_WORK REQUEST 1_. Summarize the blog post on drawing in two sentences.
_WORK REQUEST 2_. According to the blog post on drawing, why does Adi Granov dislike being asked about the tools he uses?
_WORK REQUEST 3_. By what date does the blog post on drawing say it will be completed?

_SUPPLIED TEXT_.
PLEASE NOTE: THIS IS A WORK IN PROGRESS AND WILL BE COMPLETED ON SUNDAY 19TH MAY.
Apologies for the absence on the blog, facebook and class. My health took a nose dive last week and I was able to fulfil either of those commitments.
So, I think we'll continue l with some of the basics that you may find helpful before moving onto some of the more advanced exercises we will cover later during the course.
But, before that, one of the things I stress at the beginning of each term is, do not try and copy my style of drawing, but , just follow the process. Although I am competent at drawing, I would not call my self an expert. I am simply passing on how I manage to put together the drawings I produce. I saw a post recently by the highly accliamed comic book artist Adi Granov, of which I will copy and paste the first paragraph here:
The questions I get asked most often are about the tools I use. I dislike these questions not because I am keeping a secret, but because I feel that following my advice might lead people down the wrong paths. I change my process with every piece I do, I discover new things, or decide something isn't working, etc.; it's all a part of being an artist. It's a very fluid process, and rigidity and sticking to a specific tool will do more damage than good, especially to someone starting out. It shouldn't be about the tools, it should be about the knowledge and skill and personal preferences.
Adi, did actually continue the post with a detailed breakdown description of a current piece of art .

Referring expression pointing data
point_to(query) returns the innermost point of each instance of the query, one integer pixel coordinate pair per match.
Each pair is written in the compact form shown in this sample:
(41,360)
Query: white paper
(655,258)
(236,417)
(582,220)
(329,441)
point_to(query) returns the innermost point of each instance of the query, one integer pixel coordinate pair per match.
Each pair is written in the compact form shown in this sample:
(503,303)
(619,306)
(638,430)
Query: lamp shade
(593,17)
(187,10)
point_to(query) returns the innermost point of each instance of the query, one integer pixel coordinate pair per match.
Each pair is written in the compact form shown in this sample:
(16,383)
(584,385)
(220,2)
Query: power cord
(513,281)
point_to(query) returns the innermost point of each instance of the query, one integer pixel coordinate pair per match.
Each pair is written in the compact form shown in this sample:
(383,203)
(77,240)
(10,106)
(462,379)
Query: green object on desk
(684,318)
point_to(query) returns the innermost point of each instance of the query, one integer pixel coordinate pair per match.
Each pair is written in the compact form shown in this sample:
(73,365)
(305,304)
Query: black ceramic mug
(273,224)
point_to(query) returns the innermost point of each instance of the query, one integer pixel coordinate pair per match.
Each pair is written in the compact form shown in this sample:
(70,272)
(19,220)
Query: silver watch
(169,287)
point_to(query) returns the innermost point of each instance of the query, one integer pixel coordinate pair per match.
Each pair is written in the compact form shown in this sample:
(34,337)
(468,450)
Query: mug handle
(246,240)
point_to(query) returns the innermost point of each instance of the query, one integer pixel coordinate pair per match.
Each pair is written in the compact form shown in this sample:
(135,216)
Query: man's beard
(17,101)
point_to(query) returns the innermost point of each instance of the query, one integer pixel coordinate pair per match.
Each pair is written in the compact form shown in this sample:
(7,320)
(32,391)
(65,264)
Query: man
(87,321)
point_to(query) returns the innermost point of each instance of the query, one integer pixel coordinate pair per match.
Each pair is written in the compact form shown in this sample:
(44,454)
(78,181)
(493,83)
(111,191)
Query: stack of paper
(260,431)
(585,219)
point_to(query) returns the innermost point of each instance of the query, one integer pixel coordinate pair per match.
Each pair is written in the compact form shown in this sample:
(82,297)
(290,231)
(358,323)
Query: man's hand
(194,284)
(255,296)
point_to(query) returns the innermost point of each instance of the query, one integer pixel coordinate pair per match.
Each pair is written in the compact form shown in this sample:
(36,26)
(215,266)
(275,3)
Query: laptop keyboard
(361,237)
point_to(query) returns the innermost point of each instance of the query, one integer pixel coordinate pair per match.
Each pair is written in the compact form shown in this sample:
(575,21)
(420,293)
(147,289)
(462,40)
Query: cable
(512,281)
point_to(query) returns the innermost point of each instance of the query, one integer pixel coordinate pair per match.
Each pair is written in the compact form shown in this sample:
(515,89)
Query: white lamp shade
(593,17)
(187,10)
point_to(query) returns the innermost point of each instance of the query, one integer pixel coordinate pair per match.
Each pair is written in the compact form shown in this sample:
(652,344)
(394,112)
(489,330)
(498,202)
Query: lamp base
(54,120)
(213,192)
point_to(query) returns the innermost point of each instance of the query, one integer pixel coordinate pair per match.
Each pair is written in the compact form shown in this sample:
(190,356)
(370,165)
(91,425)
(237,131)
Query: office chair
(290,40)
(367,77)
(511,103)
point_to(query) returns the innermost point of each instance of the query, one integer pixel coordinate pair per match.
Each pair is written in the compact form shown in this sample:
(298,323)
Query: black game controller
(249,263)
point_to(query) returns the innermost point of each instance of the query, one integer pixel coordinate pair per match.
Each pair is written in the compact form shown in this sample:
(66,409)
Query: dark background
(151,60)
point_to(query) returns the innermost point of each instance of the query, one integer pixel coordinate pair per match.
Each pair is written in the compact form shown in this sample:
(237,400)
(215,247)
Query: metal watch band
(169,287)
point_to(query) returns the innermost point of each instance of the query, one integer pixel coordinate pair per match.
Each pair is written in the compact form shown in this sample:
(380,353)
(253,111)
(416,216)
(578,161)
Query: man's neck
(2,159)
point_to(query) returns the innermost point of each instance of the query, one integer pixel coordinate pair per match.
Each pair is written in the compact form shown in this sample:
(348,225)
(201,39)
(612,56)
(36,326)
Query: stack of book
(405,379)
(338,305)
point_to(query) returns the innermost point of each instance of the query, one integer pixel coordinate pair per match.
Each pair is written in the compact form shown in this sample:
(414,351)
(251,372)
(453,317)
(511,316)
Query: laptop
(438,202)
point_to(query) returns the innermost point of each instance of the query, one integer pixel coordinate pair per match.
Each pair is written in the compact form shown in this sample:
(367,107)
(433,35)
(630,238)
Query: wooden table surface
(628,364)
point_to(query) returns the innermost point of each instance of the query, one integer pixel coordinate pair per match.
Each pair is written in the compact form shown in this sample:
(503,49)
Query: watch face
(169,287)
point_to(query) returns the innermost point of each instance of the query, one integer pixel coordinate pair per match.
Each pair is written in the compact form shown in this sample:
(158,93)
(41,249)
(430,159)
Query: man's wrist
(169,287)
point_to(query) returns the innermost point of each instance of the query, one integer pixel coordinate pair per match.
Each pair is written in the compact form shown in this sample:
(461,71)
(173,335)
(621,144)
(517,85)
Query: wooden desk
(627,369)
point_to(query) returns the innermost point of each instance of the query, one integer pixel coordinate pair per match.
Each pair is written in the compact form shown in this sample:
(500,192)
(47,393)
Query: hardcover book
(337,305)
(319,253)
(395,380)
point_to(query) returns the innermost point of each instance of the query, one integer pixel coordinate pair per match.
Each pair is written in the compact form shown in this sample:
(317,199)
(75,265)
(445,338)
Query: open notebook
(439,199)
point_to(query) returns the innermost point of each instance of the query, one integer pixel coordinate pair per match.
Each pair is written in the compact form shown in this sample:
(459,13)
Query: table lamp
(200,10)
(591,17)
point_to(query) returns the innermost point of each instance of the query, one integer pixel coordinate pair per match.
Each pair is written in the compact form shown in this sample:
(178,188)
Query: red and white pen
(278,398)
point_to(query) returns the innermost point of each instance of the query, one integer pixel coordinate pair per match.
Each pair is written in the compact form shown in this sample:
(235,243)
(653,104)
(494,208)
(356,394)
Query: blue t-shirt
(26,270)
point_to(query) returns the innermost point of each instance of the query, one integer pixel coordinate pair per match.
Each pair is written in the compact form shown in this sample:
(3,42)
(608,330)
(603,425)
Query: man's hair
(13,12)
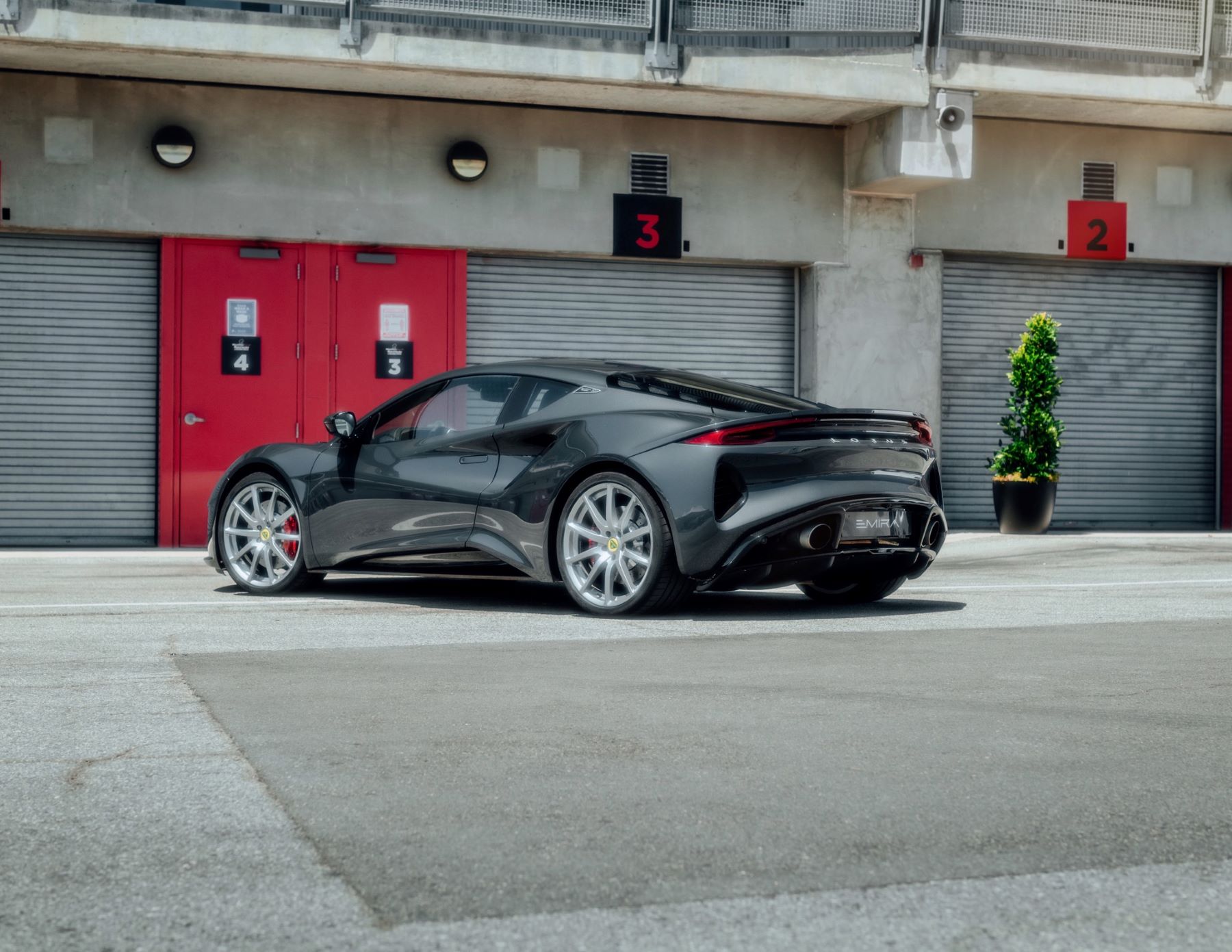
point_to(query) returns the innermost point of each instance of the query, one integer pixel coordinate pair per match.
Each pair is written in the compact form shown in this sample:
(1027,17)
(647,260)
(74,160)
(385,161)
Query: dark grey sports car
(632,485)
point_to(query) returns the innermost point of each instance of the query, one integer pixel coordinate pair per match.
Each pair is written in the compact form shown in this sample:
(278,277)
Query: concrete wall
(318,166)
(871,328)
(1027,172)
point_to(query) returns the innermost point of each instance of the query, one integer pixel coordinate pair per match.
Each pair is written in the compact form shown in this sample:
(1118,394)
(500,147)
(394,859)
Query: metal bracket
(663,55)
(350,29)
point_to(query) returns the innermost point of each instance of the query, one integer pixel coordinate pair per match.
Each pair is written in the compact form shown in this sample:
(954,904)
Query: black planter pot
(1024,508)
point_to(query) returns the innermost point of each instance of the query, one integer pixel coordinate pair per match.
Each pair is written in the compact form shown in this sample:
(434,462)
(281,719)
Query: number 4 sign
(1096,229)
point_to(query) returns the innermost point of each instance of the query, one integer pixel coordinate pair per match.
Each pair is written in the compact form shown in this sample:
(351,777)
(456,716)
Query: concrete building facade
(838,237)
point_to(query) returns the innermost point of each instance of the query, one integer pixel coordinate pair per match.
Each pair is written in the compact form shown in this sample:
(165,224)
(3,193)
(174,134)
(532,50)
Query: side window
(468,403)
(542,394)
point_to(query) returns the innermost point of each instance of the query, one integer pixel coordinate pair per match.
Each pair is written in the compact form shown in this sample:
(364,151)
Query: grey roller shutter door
(739,323)
(1139,399)
(78,391)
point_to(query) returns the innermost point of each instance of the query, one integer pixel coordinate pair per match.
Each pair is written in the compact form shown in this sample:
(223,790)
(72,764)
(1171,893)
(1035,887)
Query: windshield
(708,391)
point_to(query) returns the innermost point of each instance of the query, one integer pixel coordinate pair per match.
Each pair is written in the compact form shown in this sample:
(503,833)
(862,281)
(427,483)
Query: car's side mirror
(342,424)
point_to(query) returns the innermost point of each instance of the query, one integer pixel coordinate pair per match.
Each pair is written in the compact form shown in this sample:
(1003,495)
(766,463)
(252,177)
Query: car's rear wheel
(259,537)
(856,593)
(615,548)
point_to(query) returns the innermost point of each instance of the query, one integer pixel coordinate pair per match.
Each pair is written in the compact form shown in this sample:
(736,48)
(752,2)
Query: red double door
(261,342)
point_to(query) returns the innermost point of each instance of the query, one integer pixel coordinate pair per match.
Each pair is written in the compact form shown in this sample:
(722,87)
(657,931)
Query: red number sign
(1096,229)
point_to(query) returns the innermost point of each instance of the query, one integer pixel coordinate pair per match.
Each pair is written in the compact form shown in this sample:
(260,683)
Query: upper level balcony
(1121,62)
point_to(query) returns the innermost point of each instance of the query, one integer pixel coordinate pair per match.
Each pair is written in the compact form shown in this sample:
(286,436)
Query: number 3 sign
(1096,229)
(646,226)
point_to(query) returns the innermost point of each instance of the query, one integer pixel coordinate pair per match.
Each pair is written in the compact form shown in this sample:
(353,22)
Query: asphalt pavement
(1028,748)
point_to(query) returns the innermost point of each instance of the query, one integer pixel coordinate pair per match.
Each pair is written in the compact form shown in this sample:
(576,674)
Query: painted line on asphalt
(1068,585)
(217,604)
(25,554)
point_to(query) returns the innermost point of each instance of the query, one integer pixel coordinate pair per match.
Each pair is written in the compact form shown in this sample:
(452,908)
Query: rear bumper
(212,556)
(775,554)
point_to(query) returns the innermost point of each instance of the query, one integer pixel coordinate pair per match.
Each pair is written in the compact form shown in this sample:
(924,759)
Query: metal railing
(1221,41)
(1167,27)
(1198,31)
(799,16)
(604,14)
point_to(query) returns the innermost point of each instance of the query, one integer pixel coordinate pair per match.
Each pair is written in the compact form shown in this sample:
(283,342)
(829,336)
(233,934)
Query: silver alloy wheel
(608,545)
(261,535)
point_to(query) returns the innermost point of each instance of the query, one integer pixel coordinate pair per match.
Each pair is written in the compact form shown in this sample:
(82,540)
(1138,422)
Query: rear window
(708,392)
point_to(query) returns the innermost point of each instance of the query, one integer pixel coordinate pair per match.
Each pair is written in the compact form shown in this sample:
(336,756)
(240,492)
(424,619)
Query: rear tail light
(742,435)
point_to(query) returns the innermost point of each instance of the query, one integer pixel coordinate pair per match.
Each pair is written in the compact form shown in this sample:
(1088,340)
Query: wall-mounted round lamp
(174,147)
(467,160)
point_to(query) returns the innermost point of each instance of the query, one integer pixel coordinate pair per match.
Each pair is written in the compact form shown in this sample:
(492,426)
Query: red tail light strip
(763,433)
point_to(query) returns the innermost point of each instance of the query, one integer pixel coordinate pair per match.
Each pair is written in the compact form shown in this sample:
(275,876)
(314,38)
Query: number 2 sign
(646,226)
(1096,229)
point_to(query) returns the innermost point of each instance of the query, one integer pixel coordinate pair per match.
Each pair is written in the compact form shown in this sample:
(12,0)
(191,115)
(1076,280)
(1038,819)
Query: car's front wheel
(615,548)
(856,593)
(259,537)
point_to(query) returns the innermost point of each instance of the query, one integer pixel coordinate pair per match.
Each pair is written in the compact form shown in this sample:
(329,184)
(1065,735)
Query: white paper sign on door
(394,322)
(240,318)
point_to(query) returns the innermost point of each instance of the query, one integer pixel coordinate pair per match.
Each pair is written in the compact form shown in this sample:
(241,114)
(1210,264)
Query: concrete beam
(905,152)
(1107,92)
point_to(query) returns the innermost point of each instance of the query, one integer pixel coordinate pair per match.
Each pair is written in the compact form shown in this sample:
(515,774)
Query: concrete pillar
(871,326)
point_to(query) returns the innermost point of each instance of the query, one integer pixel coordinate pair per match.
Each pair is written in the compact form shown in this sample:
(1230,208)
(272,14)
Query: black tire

_PROBLEM SOLUTION 1_. The writer apologizes for missing the blog, Facebook, and class because of poor health, and plans to continue with basics before moving on to more advanced exercises later in the course. Before that, the writer urges students to follow the process rather than copy the writer's drawing style, and quotes comic book artist Adi Granov's view that art should be about knowledge, skill, and personal preference rather than tools.

_PROBLEM SOLUTION 2_. He feels that following his advice might lead people down the wrong paths, because he changes his process with every piece as he discovers new things or finds something isn't working. He also holds that rigidity and sticking to a specific tool will do more damage than good, especially for someone starting out.

_PROBLEM SOLUTION 3_. Sunday 19th May.